### YOUR GOAL
Retype the full set of records. Keep every character identical.
─── EXERCISE DATA ───
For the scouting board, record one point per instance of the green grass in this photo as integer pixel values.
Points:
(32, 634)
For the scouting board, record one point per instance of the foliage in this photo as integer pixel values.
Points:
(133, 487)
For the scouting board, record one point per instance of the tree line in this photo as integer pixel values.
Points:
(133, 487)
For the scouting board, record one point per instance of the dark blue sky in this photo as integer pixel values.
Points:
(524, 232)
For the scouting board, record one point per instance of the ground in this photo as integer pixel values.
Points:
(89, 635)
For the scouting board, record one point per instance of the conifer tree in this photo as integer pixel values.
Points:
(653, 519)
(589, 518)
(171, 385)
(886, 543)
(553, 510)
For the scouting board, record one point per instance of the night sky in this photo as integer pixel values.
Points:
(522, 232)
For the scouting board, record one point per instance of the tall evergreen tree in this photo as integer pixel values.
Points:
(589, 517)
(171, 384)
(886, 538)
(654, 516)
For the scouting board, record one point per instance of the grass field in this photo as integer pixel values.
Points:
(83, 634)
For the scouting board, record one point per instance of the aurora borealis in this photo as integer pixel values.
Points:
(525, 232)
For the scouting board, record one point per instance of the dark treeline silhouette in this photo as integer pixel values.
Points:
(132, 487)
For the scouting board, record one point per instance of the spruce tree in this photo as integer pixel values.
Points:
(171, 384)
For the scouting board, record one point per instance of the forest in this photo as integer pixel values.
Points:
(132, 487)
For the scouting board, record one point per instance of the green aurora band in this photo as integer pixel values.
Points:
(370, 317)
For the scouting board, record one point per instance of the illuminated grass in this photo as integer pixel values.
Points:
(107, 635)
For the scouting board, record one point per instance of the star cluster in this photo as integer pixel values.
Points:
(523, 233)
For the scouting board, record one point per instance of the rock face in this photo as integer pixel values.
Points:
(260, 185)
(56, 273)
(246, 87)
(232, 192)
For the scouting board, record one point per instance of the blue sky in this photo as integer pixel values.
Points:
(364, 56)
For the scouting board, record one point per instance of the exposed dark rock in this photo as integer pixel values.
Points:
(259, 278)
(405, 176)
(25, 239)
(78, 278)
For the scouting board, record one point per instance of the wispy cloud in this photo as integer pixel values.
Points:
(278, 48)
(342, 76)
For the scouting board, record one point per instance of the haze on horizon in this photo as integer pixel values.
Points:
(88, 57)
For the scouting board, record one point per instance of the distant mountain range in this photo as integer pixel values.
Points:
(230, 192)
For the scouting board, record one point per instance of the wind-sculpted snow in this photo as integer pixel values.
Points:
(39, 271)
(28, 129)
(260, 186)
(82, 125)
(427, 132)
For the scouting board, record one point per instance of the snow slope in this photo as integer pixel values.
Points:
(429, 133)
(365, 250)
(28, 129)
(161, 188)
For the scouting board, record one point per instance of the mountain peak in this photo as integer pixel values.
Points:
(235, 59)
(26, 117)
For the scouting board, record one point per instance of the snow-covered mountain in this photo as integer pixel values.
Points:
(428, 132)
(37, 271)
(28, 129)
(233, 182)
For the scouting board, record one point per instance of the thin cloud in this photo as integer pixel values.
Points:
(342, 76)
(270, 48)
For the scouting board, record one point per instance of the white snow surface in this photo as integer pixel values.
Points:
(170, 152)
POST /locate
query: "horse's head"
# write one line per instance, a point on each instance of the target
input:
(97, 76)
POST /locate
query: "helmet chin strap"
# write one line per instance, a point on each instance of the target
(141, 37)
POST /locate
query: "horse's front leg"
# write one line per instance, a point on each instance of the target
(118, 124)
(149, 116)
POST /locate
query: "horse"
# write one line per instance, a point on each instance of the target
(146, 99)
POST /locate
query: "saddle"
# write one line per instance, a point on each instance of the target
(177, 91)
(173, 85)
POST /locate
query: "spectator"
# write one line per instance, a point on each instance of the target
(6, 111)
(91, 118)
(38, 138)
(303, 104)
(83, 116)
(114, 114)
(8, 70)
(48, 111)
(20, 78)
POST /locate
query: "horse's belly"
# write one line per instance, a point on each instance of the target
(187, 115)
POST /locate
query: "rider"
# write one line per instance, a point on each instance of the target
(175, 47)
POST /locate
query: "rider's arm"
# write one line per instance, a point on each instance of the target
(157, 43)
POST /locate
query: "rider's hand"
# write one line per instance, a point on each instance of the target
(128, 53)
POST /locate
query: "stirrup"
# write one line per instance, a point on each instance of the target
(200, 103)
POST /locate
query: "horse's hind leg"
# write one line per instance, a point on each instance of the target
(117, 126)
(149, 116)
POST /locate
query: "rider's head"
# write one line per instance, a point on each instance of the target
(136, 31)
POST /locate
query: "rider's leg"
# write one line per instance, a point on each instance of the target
───
### CORRECT ANSWER
For the scouting board, record one point per instance of the green grass in this photo as integer pixel values.
Points:
(32, 634)
For the scouting board, record one point per instance of the foliage in this photo as integer pixel values.
Points:
(133, 487)
For the scouting board, record one point per instance of the tree line in this photo as integer pixel values.
Points:
(133, 487)
For the scouting board, record one point per instance of the dark blue sky in this photo as integer pixel values.
Points:
(524, 232)
For the scouting board, record one point per instance of the ground in this photo as integer pixel values.
Points:
(89, 635)
For the scouting board, record one point per instance of the conifer tree in this photo as integer pixel values.
Points:
(653, 519)
(589, 518)
(171, 385)
(886, 543)
(553, 510)
For the scouting board, record one point per instance of the night sky in this photo as integer pixel values.
Points:
(522, 232)
For the scouting board, record one point per instance of the tall evergreen tree in this photo as integer pixel values.
Points:
(589, 517)
(171, 384)
(886, 538)
(654, 516)
For the scouting board, record one point per instance of the grass field in this photo as integer pixel values.
Points:
(83, 634)
For the scouting board, record one point per instance of the aurora borealis in this photo as integer pixel values.
Points:
(525, 232)
For the scouting board, record one point per instance of the dark treeline silhouette in this photo as integer pixel values.
Points:
(132, 487)
For the scouting board, record one point per instance of the spruce tree in this photo as integer pixel values.
Points:
(171, 384)
For the scouting board, record one point per instance of the forest in this photo as integer pixel values.
Points:
(132, 487)
For the scouting board, record one point per instance of the green aurora band in this photo as integer pixel values.
Points:
(370, 317)
For the scouting board, record one point per instance of the illuminated grass in this photo as integer pixel values.
Points:
(107, 635)
For the scouting board, record one point per instance of the star cluster in this photo as integer pixel values.
Points:
(523, 233)
For the scouting board, record one point per instance of the rock face in this photo as integer pixel values.
Points:
(260, 185)
(56, 273)
(246, 87)
(232, 192)
For the scouting board, record one point per instance of the blue sky in this photo as integer pixel values.
Points:
(364, 56)
For the scouting board, record one point per instance of the exposed dark rock in this photo as integer pixel values.
Points:
(259, 278)
(405, 176)
(25, 239)
(78, 278)
For the scouting board, record one point per instance of the wispy cloud in this photo as integer pixel values.
Points:
(278, 48)
(342, 76)
For the scouting board, record one point per instance of the haze on horizon in this photo as integer pixel values.
Points:
(88, 57)
For the scouting board, record one point per instance of the distant mountain range in this photo as integer pixel values.
Points:
(230, 192)
For the scouting board, record one point per instance of the wind-sculpted snow in this photo as integer pixel values.
Points:
(39, 271)
(28, 129)
(260, 186)
(82, 125)
(427, 132)
For the scouting board, record one point per instance of the snow slope in this photo as integer pixel values.
Points:
(429, 133)
(365, 250)
(28, 129)
(161, 188)
For the scouting board, record one point per instance of the mountain peak in this photo as integer pixel values.
Points:
(235, 59)
(26, 117)
For the scouting board, record one point per instance of the snow-covered mountain in this photo as integer pixel values.
Points:
(428, 132)
(37, 271)
(28, 129)
(233, 182)
For the scouting board, record one point per instance of the thin cloud in this photo as integer pixel values.
Points:
(342, 76)
(270, 48)
For the scouting board, record one point per instance of the white snow surface in this photo as integer pixel values.
Points:
(170, 152)
POST /locate
query: "horse's head"
# write one line per instance, a point on each instance of the target
input:
(97, 76)
POST /locate
query: "helmet chin strap"
# write one line per instance, a point on each instance of the target
(141, 37)
POST /locate
query: "horse's front leg"
# write one line per instance, a point on each instance of the target
(118, 124)
(149, 116)
POST /locate
query: "horse"
# write one line per instance, a point on each instance of the target
(146, 99)
POST /locate
query: "saddle"
# write one line per instance, a point on each instance of the target
(177, 91)
(173, 85)
POST /locate
query: "spectator"
# write one line per instance, a point on each instance of the target
(6, 111)
(91, 118)
(38, 138)
(303, 104)
(83, 116)
(114, 114)
(8, 70)
(48, 111)
(20, 78)
POST /locate
query: "horse's belly"
# write one line per instance, a point on each instance of the target
(187, 115)
POST /locate
query: "rider"
# write one line per instance, a point on each instance of the target
(175, 47)
POST /locate
query: "rider's arm"
# write one line per instance, a point on each instance of the target
(157, 43)
POST /locate
query: "rider's hand"
# write one line per instance, a point on each instance of the target
(128, 53)
POST /locate
query: "stirrup"
# write one line per instance, a point on each instance of the target
(200, 103)
POST /locate
query: "horse's hind leg"
# write one line per instance, a point on each instance of the target
(117, 126)
(149, 116)
POST /locate
query: "rider's head"
# write one line per instance, a point on each instance of the target
(136, 31)
POST /locate
query: "rider's leg"
# write one line per instance, a point on each instance of the target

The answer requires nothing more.